- [Stored records]
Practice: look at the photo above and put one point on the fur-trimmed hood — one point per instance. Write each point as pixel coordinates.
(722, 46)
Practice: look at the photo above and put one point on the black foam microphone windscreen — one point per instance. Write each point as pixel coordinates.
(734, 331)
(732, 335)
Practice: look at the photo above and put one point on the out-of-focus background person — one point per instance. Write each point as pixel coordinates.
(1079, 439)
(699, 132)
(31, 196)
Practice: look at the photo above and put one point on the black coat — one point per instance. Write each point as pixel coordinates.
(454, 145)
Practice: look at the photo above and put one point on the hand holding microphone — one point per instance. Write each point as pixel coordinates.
...
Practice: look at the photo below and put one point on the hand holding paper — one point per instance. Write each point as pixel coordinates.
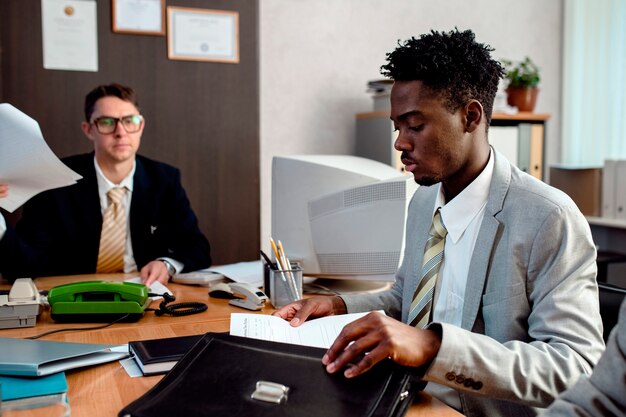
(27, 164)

- [What to produce] Could you lay out the stretch of records from the line containing "on the fur-trimmed" through the line containing "hand holding microphone" as a numbered list, leaving out any blank lines?

- [Output for this task]
1. Practice: look at the photo above and put one point on the fur-trimmed hood — one point per instance. Write each point as pixel coordinates.
2. (722, 46)
3. Practice: look at the photo above and put one point on the black foam microphone windscreen — one point per instance. Write each point as pixel coordinates.
4. (734, 331)
5. (732, 335)
6. Practice: look at the photo above and put one point on the out-of-focus background person — one point per instance. Write each point as pixel coordinates.
7. (1079, 439)
8. (699, 132)
9. (31, 196)
10. Practice: look at the photo above and put one point on the black coat — one point per instance. Write each point as pixel coordinates.
11. (454, 145)
12. Practice: look at the photo above and put one point on the hand holding microphone — one point per instance. Write each point as pixel coordinates.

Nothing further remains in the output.